>> Start
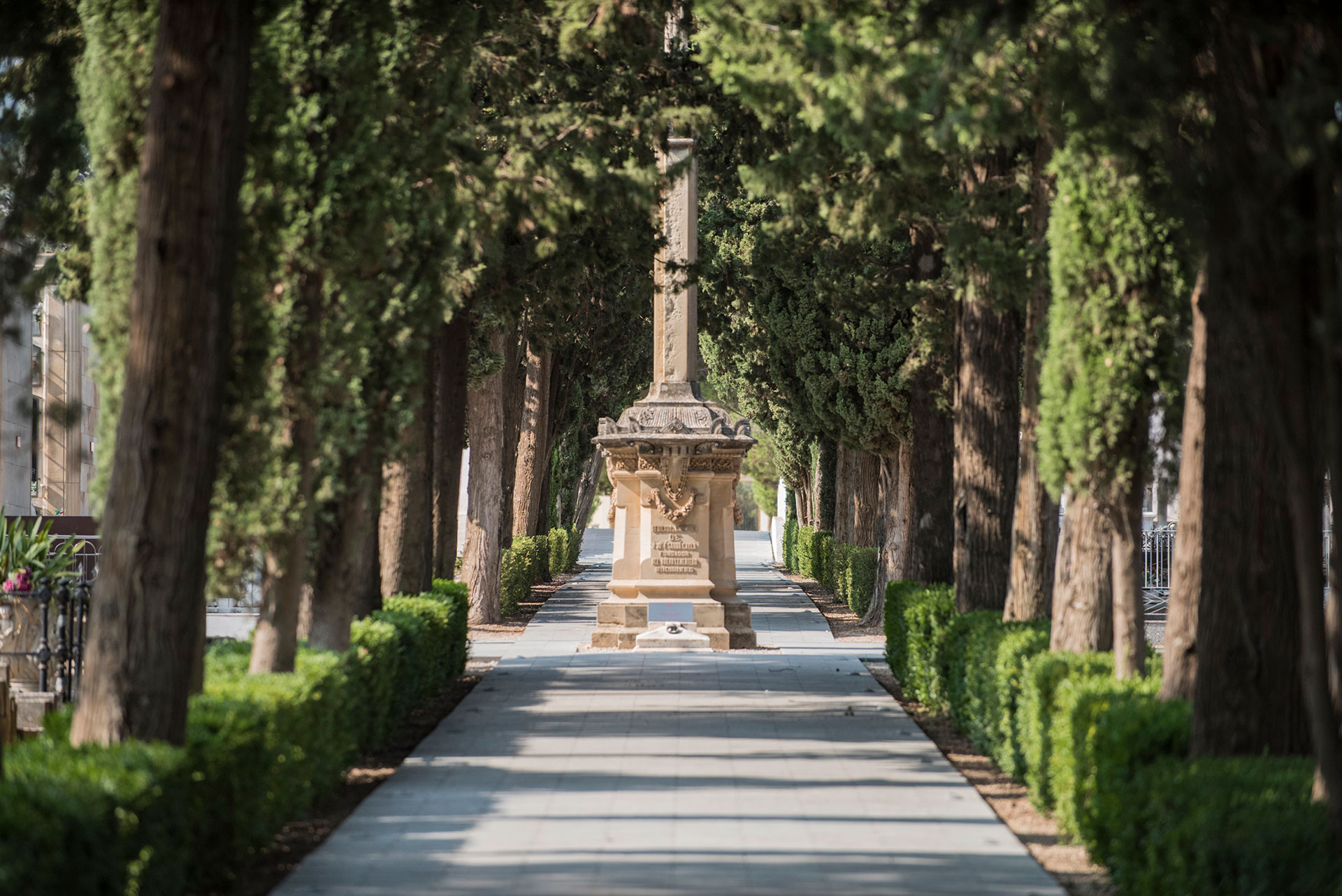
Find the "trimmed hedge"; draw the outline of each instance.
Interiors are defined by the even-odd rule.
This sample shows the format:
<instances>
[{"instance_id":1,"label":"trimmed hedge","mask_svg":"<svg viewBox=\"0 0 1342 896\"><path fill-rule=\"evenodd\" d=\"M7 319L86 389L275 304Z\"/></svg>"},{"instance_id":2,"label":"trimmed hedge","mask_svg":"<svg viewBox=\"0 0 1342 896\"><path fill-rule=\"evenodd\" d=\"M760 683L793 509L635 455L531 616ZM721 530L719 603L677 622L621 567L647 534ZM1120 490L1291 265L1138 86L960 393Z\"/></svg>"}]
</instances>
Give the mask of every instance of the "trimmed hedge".
<instances>
[{"instance_id":1,"label":"trimmed hedge","mask_svg":"<svg viewBox=\"0 0 1342 896\"><path fill-rule=\"evenodd\" d=\"M247 673L250 647L205 657L187 744L70 746L68 708L5 751L0 892L176 896L227 881L466 665L466 587L435 582L350 630L337 655L301 648L291 673Z\"/></svg>"},{"instance_id":2,"label":"trimmed hedge","mask_svg":"<svg viewBox=\"0 0 1342 896\"><path fill-rule=\"evenodd\" d=\"M813 578L858 616L866 616L876 590L875 547L835 542L833 535L789 519L782 530L782 565L789 573Z\"/></svg>"},{"instance_id":3,"label":"trimmed hedge","mask_svg":"<svg viewBox=\"0 0 1342 896\"><path fill-rule=\"evenodd\" d=\"M839 573L844 601L848 602L848 609L859 617L866 616L871 608L872 592L876 590L878 558L879 551L875 547L848 546L843 569Z\"/></svg>"},{"instance_id":4,"label":"trimmed hedge","mask_svg":"<svg viewBox=\"0 0 1342 896\"><path fill-rule=\"evenodd\" d=\"M1323 896L1342 892L1342 857L1314 762L1235 757L1164 759L1141 767L1113 807L1110 860L1122 893Z\"/></svg>"},{"instance_id":5,"label":"trimmed hedge","mask_svg":"<svg viewBox=\"0 0 1342 896\"><path fill-rule=\"evenodd\" d=\"M1157 699L1158 660L1117 681L1108 653L1049 653L1047 621L958 614L949 586L914 582L886 589L886 660L906 696L1024 779L1121 893L1342 895L1312 763L1189 761L1190 710Z\"/></svg>"},{"instance_id":6,"label":"trimmed hedge","mask_svg":"<svg viewBox=\"0 0 1342 896\"><path fill-rule=\"evenodd\" d=\"M797 570L797 530L800 524L796 516L789 516L782 524L782 567L789 573Z\"/></svg>"}]
</instances>

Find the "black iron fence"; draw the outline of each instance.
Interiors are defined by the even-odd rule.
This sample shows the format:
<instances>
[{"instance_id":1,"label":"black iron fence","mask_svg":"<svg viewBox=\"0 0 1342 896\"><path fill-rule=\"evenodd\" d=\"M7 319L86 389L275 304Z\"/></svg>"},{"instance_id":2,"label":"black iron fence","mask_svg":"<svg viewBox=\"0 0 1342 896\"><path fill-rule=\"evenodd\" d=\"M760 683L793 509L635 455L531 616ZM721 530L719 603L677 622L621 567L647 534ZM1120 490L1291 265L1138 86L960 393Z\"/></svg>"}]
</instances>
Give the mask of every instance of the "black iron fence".
<instances>
[{"instance_id":1,"label":"black iron fence","mask_svg":"<svg viewBox=\"0 0 1342 896\"><path fill-rule=\"evenodd\" d=\"M55 692L64 703L79 697L89 583L40 582L31 592L0 594L0 663L9 680L34 691Z\"/></svg>"},{"instance_id":2,"label":"black iron fence","mask_svg":"<svg viewBox=\"0 0 1342 896\"><path fill-rule=\"evenodd\" d=\"M1165 621L1170 600L1170 566L1174 561L1174 523L1154 526L1142 533L1142 597L1146 618Z\"/></svg>"}]
</instances>

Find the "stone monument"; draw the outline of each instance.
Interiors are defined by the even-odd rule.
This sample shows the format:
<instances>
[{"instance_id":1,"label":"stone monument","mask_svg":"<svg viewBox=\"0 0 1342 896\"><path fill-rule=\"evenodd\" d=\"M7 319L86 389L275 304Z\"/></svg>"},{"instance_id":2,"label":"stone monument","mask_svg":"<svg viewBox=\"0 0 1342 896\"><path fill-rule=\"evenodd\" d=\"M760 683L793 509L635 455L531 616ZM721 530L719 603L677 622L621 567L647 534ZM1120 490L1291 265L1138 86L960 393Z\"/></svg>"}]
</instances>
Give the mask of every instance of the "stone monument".
<instances>
[{"instance_id":1,"label":"stone monument","mask_svg":"<svg viewBox=\"0 0 1342 896\"><path fill-rule=\"evenodd\" d=\"M670 40L670 38L668 38ZM597 606L593 647L644 651L753 648L750 606L737 597L734 526L750 421L705 401L698 369L698 296L686 267L698 256L694 141L671 137L662 170L666 248L654 263L652 386L592 441L615 487L611 597Z\"/></svg>"}]
</instances>

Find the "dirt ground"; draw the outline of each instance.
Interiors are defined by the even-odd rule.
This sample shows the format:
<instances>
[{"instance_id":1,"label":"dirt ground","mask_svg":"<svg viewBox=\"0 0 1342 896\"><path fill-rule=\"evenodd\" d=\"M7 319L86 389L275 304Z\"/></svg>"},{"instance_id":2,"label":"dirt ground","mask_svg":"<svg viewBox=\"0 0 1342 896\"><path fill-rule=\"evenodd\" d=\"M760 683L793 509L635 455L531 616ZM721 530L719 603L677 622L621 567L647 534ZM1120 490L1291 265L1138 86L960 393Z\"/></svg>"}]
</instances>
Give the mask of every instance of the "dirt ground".
<instances>
[{"instance_id":1,"label":"dirt ground","mask_svg":"<svg viewBox=\"0 0 1342 896\"><path fill-rule=\"evenodd\" d=\"M522 629L531 621L535 612L550 600L550 597L573 581L574 577L586 571L585 566L574 566L572 573L561 573L550 582L541 582L531 586L531 593L525 601L518 601L517 613L497 625L471 625L471 641L515 641L522 634Z\"/></svg>"},{"instance_id":2,"label":"dirt ground","mask_svg":"<svg viewBox=\"0 0 1342 896\"><path fill-rule=\"evenodd\" d=\"M811 602L816 605L821 613L825 614L825 621L829 622L829 632L835 636L836 641L843 641L845 644L884 644L886 642L886 629L882 624L863 625L858 614L848 609L844 601L840 601L835 594L815 581L813 578L803 578L801 575L792 575L784 570L778 570L788 579L807 593Z\"/></svg>"},{"instance_id":3,"label":"dirt ground","mask_svg":"<svg viewBox=\"0 0 1342 896\"><path fill-rule=\"evenodd\" d=\"M805 592L816 609L824 613L836 641L870 642L884 648L884 626L862 625L856 613L820 582L788 573L784 575ZM1115 896L1118 893L1108 880L1108 872L1090 860L1084 846L1059 840L1057 822L1029 805L1025 785L1004 775L992 759L974 748L969 738L961 734L950 719L930 714L917 700L906 700L899 689L899 683L884 661L864 660L863 663L872 677L880 683L880 687L899 702L910 718L918 723L918 727L937 744L937 748L974 785L980 795L992 806L997 817L1007 822L1012 833L1025 844L1025 848L1044 866L1044 871L1057 879L1063 889L1071 896Z\"/></svg>"},{"instance_id":4,"label":"dirt ground","mask_svg":"<svg viewBox=\"0 0 1342 896\"><path fill-rule=\"evenodd\" d=\"M471 692L494 661L471 661L466 673L454 679L401 723L385 747L360 759L345 771L345 781L326 794L302 818L291 821L270 846L239 862L231 885L207 889L196 896L264 896L274 889L307 853L317 849L349 813L386 781L437 723Z\"/></svg>"}]
</instances>

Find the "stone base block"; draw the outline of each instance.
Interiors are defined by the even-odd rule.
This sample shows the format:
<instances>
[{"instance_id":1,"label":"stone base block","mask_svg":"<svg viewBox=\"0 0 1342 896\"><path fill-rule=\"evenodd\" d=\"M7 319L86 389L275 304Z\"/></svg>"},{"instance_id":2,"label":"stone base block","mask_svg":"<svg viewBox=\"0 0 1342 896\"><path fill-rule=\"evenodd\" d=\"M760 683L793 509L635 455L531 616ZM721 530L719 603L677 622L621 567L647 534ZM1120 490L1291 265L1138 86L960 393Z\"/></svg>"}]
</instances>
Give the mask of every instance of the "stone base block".
<instances>
[{"instance_id":1,"label":"stone base block","mask_svg":"<svg viewBox=\"0 0 1342 896\"><path fill-rule=\"evenodd\" d=\"M719 604L713 600L692 601L692 625L709 638L714 651L742 651L756 647L756 633L750 628L750 605L737 601ZM596 630L592 647L632 651L637 637L648 629L662 628L660 621L648 624L648 602L612 597L596 608Z\"/></svg>"},{"instance_id":2,"label":"stone base block","mask_svg":"<svg viewBox=\"0 0 1342 896\"><path fill-rule=\"evenodd\" d=\"M635 651L659 653L711 653L711 638L695 630L694 622L667 622L633 638Z\"/></svg>"}]
</instances>

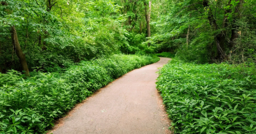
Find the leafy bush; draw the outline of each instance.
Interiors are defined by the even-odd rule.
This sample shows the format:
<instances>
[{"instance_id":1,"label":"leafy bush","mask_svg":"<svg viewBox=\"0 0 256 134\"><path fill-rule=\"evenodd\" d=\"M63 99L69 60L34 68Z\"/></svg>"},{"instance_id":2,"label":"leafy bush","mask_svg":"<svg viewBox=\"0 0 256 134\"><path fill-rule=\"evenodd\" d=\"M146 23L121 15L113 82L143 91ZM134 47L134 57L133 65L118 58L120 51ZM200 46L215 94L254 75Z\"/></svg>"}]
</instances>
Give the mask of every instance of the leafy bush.
<instances>
[{"instance_id":1,"label":"leafy bush","mask_svg":"<svg viewBox=\"0 0 256 134\"><path fill-rule=\"evenodd\" d=\"M175 133L255 133L255 67L165 65L157 85Z\"/></svg>"},{"instance_id":2,"label":"leafy bush","mask_svg":"<svg viewBox=\"0 0 256 134\"><path fill-rule=\"evenodd\" d=\"M175 54L173 54L171 53L168 53L168 52L162 52L161 53L156 54L155 55L158 57L162 57L173 58L175 57Z\"/></svg>"},{"instance_id":3,"label":"leafy bush","mask_svg":"<svg viewBox=\"0 0 256 134\"><path fill-rule=\"evenodd\" d=\"M78 102L126 72L159 58L114 55L83 61L62 74L0 73L0 133L42 133ZM39 69L38 69L39 70Z\"/></svg>"}]
</instances>

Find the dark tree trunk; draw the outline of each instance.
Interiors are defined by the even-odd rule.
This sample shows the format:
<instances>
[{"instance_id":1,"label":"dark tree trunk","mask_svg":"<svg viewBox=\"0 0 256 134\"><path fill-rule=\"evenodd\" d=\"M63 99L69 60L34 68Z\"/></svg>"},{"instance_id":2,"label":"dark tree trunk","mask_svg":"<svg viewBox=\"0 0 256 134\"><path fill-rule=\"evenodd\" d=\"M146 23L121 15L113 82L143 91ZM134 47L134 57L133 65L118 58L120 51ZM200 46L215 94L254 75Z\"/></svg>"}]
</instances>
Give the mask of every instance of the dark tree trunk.
<instances>
[{"instance_id":1,"label":"dark tree trunk","mask_svg":"<svg viewBox=\"0 0 256 134\"><path fill-rule=\"evenodd\" d=\"M236 0L236 1L237 1ZM230 38L230 44L229 45L229 49L231 49L236 45L236 41L239 37L239 34L237 32L238 27L235 24L237 20L241 18L240 13L241 13L243 8L243 0L240 0L238 5L236 7L235 13L236 16L233 19L233 24L232 24L231 35ZM241 32L239 33L241 34Z\"/></svg>"},{"instance_id":2,"label":"dark tree trunk","mask_svg":"<svg viewBox=\"0 0 256 134\"><path fill-rule=\"evenodd\" d=\"M150 37L150 15L151 15L151 1L149 3L149 10L148 11L148 5L145 1L143 1L144 6L145 6L145 18L147 22L147 33L148 34L147 37ZM150 46L150 44L148 43L148 45Z\"/></svg>"},{"instance_id":3,"label":"dark tree trunk","mask_svg":"<svg viewBox=\"0 0 256 134\"><path fill-rule=\"evenodd\" d=\"M188 32L187 33L187 47L188 47L188 43L189 40L189 31L190 30L190 25L188 26Z\"/></svg>"},{"instance_id":4,"label":"dark tree trunk","mask_svg":"<svg viewBox=\"0 0 256 134\"><path fill-rule=\"evenodd\" d=\"M28 64L26 60L25 55L23 53L21 48L20 47L19 40L18 39L17 32L15 29L14 26L11 27L11 32L12 33L12 40L14 48L16 54L20 61L20 65L22 68L23 70L26 71L26 76L29 76L29 71L28 70Z\"/></svg>"},{"instance_id":5,"label":"dark tree trunk","mask_svg":"<svg viewBox=\"0 0 256 134\"><path fill-rule=\"evenodd\" d=\"M231 0L229 0L228 5L230 5ZM203 4L204 7L209 8L209 12L208 14L208 20L209 20L210 24L213 27L214 30L218 30L218 27L215 20L213 14L212 14L211 9L210 9L209 5L209 2L207 0L204 0ZM226 47L225 47L225 40L226 37L226 31L225 28L227 27L227 18L228 16L226 15L228 13L230 12L230 10L225 10L225 14L222 20L222 29L224 29L221 31L220 34L217 35L214 37L214 40L216 44L216 47L217 49L217 55L215 58L221 60L223 60L226 58Z\"/></svg>"}]
</instances>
>> End
AIM OF THE EXERCISE →
From the material above, extract every line containing the string "fence" and copy each one unchanged.

EXPECTED ANSWER →
Find the "black iron fence"; draw the outline of each instance.
[{"instance_id":1,"label":"black iron fence","mask_svg":"<svg viewBox=\"0 0 1342 896\"><path fill-rule=\"evenodd\" d=\"M7 319L86 389L275 304Z\"/></svg>"},{"instance_id":2,"label":"black iron fence","mask_svg":"<svg viewBox=\"0 0 1342 896\"><path fill-rule=\"evenodd\" d=\"M760 683L793 509L635 455L531 616ZM721 530L719 603L677 622L621 567L647 534ZM1120 490L1291 265L1138 86L960 393Z\"/></svg>"}]
Give the mask of every instance of the "black iron fence".
[{"instance_id":1,"label":"black iron fence","mask_svg":"<svg viewBox=\"0 0 1342 896\"><path fill-rule=\"evenodd\" d=\"M55 692L64 703L79 697L89 583L40 582L31 592L0 594L0 663L9 680L34 691Z\"/></svg>"},{"instance_id":2,"label":"black iron fence","mask_svg":"<svg viewBox=\"0 0 1342 896\"><path fill-rule=\"evenodd\" d=\"M1165 621L1170 600L1170 566L1174 561L1174 523L1154 526L1142 533L1142 597L1146 618Z\"/></svg>"}]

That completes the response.